--- START Provided material ---

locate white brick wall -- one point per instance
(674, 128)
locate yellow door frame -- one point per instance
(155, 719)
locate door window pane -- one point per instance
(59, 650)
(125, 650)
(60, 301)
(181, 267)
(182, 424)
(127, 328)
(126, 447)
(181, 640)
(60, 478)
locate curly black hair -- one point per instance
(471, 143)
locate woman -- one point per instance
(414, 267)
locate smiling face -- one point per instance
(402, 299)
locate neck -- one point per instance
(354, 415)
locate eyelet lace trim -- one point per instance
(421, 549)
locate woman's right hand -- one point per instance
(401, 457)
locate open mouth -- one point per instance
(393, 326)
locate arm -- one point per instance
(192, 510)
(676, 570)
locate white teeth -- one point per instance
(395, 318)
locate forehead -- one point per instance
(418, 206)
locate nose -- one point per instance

--- END Provided material ---

=== Work to complete ===
Using the material above, reproduce exactly the line that contains "locate curly black" and all lines after it through the last one, and only those.

=== Finished answer ===
locate curly black hair -- one point per instance
(471, 143)
locate woman -- one point per instance
(414, 267)
locate smiling face -- one point per instance
(402, 299)
locate neck -- one point per instance
(354, 415)
locate eyelet lace trim -- one point per instance
(421, 549)
locate woman's right hand -- one point per instance
(401, 457)
locate open mouth -- one point per instance
(393, 326)
locate arm -- one point per instance
(192, 510)
(676, 570)
locate white teeth -- one point per instance
(395, 318)
locate forehead -- one point per instance
(418, 206)
locate nose -- one point per instance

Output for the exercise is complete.